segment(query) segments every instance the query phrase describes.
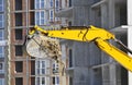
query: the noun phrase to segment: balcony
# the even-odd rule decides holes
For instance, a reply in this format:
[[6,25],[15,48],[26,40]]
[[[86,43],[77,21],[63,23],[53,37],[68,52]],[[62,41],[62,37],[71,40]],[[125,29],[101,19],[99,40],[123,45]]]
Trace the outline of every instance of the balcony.
[[55,13],[57,17],[72,17],[73,16],[73,7],[62,9],[59,12]]

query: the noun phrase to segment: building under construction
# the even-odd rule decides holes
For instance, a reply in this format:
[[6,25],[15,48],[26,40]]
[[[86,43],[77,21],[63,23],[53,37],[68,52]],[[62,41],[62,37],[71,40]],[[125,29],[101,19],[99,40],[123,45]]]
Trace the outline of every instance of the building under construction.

- - -

GOAL:
Express the listing above as a Markdown table with the columns Row and Line, starting with the line containing "query: the noun phrase to segment: building" and running through the end of the listing. Leave out blank lines.

RESULT OF THIS EXERCISE:
| Row | Line |
|---|---|
| 1 | query: the noun phrase to segment: building under construction |
| 2 | # the even-odd rule decides holes |
| 3 | For instance, a reply in this format: |
| 4 | [[6,25],[15,48],[26,40]] |
| 5 | [[[86,43],[77,21],[63,23],[53,37],[68,52]],[[62,41],[62,37],[71,40]],[[125,29],[101,19],[99,40],[123,45]]] |
| 6 | Trace the outline of every instance of the building under construction. |